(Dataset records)
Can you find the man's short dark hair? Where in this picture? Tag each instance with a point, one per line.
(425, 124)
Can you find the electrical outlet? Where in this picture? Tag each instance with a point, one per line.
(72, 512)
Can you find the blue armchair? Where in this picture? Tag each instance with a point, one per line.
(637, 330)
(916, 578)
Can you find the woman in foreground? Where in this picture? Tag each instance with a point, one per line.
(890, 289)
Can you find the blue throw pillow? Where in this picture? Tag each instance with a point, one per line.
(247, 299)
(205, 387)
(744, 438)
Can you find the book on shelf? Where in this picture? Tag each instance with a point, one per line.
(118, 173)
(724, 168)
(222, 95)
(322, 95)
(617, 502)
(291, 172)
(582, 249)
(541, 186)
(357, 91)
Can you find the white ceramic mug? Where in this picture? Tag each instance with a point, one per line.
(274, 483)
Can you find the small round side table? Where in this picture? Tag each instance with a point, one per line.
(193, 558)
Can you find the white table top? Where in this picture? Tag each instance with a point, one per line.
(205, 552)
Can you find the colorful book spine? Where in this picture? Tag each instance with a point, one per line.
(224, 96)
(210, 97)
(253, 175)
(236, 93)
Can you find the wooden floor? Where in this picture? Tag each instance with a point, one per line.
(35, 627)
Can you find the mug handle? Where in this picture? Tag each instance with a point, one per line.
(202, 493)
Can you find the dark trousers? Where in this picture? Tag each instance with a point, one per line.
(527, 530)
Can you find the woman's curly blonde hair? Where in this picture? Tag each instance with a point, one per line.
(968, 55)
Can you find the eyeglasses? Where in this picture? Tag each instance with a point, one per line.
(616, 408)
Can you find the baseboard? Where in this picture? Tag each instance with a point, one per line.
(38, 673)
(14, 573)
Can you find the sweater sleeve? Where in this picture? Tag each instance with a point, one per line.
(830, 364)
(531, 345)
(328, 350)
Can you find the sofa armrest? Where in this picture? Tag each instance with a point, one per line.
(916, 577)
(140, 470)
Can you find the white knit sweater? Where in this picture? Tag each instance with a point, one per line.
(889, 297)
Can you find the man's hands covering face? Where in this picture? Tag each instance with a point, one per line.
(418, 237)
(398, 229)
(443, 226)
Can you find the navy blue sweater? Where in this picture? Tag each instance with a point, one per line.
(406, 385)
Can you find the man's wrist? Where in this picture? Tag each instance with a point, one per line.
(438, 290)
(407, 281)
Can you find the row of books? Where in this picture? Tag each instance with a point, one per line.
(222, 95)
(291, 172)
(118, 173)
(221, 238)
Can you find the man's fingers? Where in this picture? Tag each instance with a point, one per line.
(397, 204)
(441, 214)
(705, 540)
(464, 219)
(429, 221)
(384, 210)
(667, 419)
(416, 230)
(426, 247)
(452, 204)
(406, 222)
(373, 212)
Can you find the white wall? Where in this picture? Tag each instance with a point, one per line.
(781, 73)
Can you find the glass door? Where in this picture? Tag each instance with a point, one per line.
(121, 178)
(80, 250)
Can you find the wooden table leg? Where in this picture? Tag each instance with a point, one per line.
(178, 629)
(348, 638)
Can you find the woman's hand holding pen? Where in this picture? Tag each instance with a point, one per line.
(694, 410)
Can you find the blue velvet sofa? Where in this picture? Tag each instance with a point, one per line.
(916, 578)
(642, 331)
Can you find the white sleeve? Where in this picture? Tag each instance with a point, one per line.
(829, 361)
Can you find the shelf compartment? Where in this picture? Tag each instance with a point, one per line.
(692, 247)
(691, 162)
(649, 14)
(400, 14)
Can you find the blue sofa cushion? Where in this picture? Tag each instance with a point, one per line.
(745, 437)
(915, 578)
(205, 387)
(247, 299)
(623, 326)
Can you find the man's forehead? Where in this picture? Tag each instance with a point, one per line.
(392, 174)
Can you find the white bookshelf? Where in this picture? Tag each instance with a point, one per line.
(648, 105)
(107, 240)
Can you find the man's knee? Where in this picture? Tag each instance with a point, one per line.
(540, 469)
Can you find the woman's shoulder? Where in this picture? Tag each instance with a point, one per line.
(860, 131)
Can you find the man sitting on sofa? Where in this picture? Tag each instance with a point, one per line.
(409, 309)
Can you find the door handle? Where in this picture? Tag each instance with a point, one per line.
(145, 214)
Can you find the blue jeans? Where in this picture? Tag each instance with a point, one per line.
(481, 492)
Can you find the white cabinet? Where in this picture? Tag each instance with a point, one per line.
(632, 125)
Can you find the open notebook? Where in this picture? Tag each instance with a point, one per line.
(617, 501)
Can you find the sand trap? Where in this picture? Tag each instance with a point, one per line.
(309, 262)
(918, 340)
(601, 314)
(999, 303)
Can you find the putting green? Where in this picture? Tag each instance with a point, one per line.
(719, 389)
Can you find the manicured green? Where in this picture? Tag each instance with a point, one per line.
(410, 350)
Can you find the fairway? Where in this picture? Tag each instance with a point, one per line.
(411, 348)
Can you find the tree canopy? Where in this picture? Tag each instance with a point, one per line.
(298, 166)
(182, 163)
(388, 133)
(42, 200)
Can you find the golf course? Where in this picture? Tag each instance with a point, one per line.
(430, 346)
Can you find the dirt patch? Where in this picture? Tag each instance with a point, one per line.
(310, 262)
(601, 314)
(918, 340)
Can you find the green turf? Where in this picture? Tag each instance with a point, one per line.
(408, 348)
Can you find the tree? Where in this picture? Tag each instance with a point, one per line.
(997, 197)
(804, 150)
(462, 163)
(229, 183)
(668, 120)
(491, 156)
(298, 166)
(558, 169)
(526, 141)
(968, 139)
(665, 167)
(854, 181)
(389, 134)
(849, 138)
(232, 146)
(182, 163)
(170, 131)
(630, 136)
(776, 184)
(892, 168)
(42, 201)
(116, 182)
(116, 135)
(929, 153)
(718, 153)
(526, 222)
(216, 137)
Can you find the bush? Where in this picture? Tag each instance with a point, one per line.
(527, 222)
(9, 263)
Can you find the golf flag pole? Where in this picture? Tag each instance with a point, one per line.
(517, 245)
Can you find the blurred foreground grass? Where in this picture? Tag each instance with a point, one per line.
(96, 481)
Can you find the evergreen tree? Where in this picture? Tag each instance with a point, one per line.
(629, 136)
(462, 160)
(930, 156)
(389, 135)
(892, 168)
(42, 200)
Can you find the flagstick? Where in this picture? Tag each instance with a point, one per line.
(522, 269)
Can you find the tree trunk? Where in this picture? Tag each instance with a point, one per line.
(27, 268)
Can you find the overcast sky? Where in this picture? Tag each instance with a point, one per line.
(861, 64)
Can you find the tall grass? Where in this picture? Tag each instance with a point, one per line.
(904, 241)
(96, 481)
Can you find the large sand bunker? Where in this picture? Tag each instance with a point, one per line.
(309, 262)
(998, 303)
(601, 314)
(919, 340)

**OBJECTIVE**:
Using the listing above, reproduce each line without omission.

**CORRECT RESULT**:
Can you find the man's short dark hair? Where in this picture? Tag each instance with a point, one per line.
(425, 124)
Can you find the electrical outlet? Where in this picture? Tag each instance with a point, one per line.
(72, 512)
Can you find the blue armchair? Where in this picture? Tag each instance with a point, one per line.
(637, 330)
(916, 578)
Can you find the woman in foreground? Where in this picture? Tag each instance with a point, one per line.
(890, 289)
Can you find the blue throw pillow? Where in this picture? Tag each instance with a point, one per line.
(247, 299)
(205, 387)
(744, 438)
Can you find the book on shelf? Where in this picture? Tag each instance with a point, one per line.
(118, 173)
(724, 168)
(222, 95)
(322, 95)
(617, 502)
(291, 172)
(582, 249)
(541, 186)
(357, 91)
Can you find the white ceramic mug? Where in this picture? Tag each instance with a point, one per line.
(274, 483)
Can you find the small round side table? Where in this picture? Tag each instance with a point, one per line.
(193, 558)
Can you find the white table top? Where in this picture? Tag each instance with a point, one per line.
(205, 552)
Can you find the colorful book spine? Where in this picture? Tag each instance with a point, one per line.
(224, 96)
(210, 97)
(253, 175)
(236, 93)
Can you find the wooden floor? Where in this picture? Tag each instance with a point, one per line.
(35, 627)
Can you find the mug handle? Where in this picture? Tag each instance with a point, one per line.
(202, 493)
Can you find the dark trousers? Where in this picture? Tag each instance with a point, one per line.
(527, 530)
Can you find the woman's curly blonde hair? Where in this picture? Tag each instance with a point, one per line.
(968, 55)
Can you find the eyeglasses? Where in this picture? Tag each instance with a point, one per line.
(616, 408)
Can you find the baseboard? Where in this picture? Tag each instance with a point, one per line.
(38, 673)
(14, 573)
Can you find the sweater sleeve? Where in this picture? Tag each instance with a point, one per line.
(830, 364)
(531, 345)
(328, 350)
Can you find the sofa armrest? Where in this picture? Tag each instance with a point, one per line.
(916, 577)
(140, 470)
Can you find the white knit sweater? Where in this picture? Tag each instance with a point, one per line.
(889, 297)
Can you find the man's hands covering face? Where in this picture? Tag each instance with a point, one per line.
(418, 237)
(398, 229)
(443, 226)
Can you find the navy blue sweater? Where in this picture? Tag each instance with a point, one per line.
(406, 385)
Can you find the man's wrist? Where in this picture? Tag each instance with a point, one per line.
(438, 290)
(407, 281)
Can you find the row of books? Where in this picture? Tag each instance with a point, one per line.
(222, 95)
(291, 172)
(118, 173)
(221, 238)
Can you find the man's fingers? Where in this picture? Tag each instance with a point, one per line.
(397, 204)
(441, 214)
(705, 540)
(464, 219)
(429, 221)
(384, 210)
(667, 419)
(416, 230)
(426, 247)
(452, 204)
(406, 222)
(373, 212)
Can you find the white wall? Where in this picture? Tag each instance with a point, one per line.
(781, 73)
Can you find the glass door? Where in this picture? Tag each instance with a point, one per line.
(121, 178)
(80, 250)
Can you find the wooden table leg? Where in this picture? Tag each instance with a point, one per line.
(178, 629)
(348, 638)
Can you find the woman's hand holding pen? Where in this picture? Tag each instance with a point, one per line.
(694, 410)
Can you find the blue velvet sofa? Where in this picture? Tag each instance with a point, one per line.
(916, 578)
(642, 331)
Can you find the white sleeve? Where in this picture? Tag each instance with a point, one per line.
(829, 361)
Can you find the shelf compartment? Where in this picture? Tag each instance with a point, one per line.
(692, 247)
(691, 162)
(649, 14)
(400, 14)
Can you find the blue sofa cushion? Where in this picture? Tag each instance with a point, one per line.
(745, 437)
(915, 578)
(205, 387)
(247, 299)
(623, 326)
Can you find the man's forehead? Where in this picture? Tag each instance with a point, one per line.
(392, 174)
Can you find the white bookshelf? Where in this picture? Tag each instance with a point, one per line.
(648, 105)
(107, 240)
Can you find the man's knee? Where in this picture? Tag each instance with a point, one per line.
(540, 469)
Can you find the woman's shoulder? Where in this picture? Tag each instance with a point, one per line.
(860, 131)
Can you find the man sitting on sofa? Where in this picture? Tag each instance with a point, one per line.
(409, 309)
Can you find the door handle? Where in this picture? Tag each instance with a point, one per line.
(145, 214)
Can you find the blue jeans? Where in this picture? Tag each instance with a point, one per line.
(481, 492)
Can you find the white cabinet? Where in this picture? Tag each instance with a point, one per line.
(632, 125)
Can you find the open notebook? Where in this picture? Tag each instance with a point, one per line.
(617, 501)
Can you find the sand trap? Where in this picture? Tag each instance with a point, one per line.
(309, 262)
(918, 340)
(601, 314)
(999, 303)
Can you find the putting green? Where in this picture? Tag each instance with a point, one per line.
(719, 389)
Can you find the manicured green? Where in this picture? Tag each instance with a point, one per line.
(410, 350)
Can you find the fairway? Where in this picture? Tag each instance with a point, one per line.
(411, 348)
Can you find the tree canopy? Where in this picture? Tag each instance with a point, one per line.
(298, 166)
(182, 163)
(388, 133)
(42, 200)
Can you find the golf course? Where in this picture? Tag each instance with a point, one per line.
(430, 346)
Can you find the dirt patch? Where in this picture? Tag each instance with a point, one per line.
(310, 262)
(601, 314)
(918, 340)
Can you find the green turf? Where in this picture? Tag each instance with a point, one per line.
(408, 348)
Can you find the tree? Where in this picture? Tag each instance with a point, one per line.
(997, 197)
(804, 150)
(462, 163)
(229, 183)
(668, 120)
(491, 156)
(298, 166)
(558, 169)
(526, 141)
(968, 139)
(665, 167)
(854, 181)
(389, 134)
(849, 138)
(232, 146)
(182, 163)
(170, 131)
(630, 136)
(776, 184)
(892, 168)
(42, 201)
(116, 182)
(116, 135)
(929, 153)
(718, 153)
(526, 222)
(216, 137)
Can you find the bush? Where in this picture? Tag each instance with a point, one per line.
(527, 222)
(9, 263)
Can you find the golf flag pole? Where in this picture? Tag each instance with a point, one per line.
(517, 245)
Can you find the blurred foreground grass? Where in this picture? Tag each instance with a point, one per line.
(96, 481)
Can you find the evergreen tree? Where in this picture? Tag each instance with a point, one per line.
(629, 136)
(462, 160)
(930, 156)
(389, 135)
(892, 168)
(42, 200)
Can you find the flagstick? Where in this picture? Tag each instance with a point, one per line.
(522, 269)
Can you find the tree trunk? Where in this picture? Tag each instance with a point, one per line.
(27, 268)
Can you find the overcast sky? Where in this picture? Tag each instance with a point, one per line.
(861, 64)
Can you find the tall grass? Where in this picture? Tag each instance with a point, one per line.
(904, 241)
(96, 481)
Can you find the large sand bunker? Where in this picture? Tag each instance with a point, one per line.
(309, 262)
(998, 303)
(601, 314)
(919, 340)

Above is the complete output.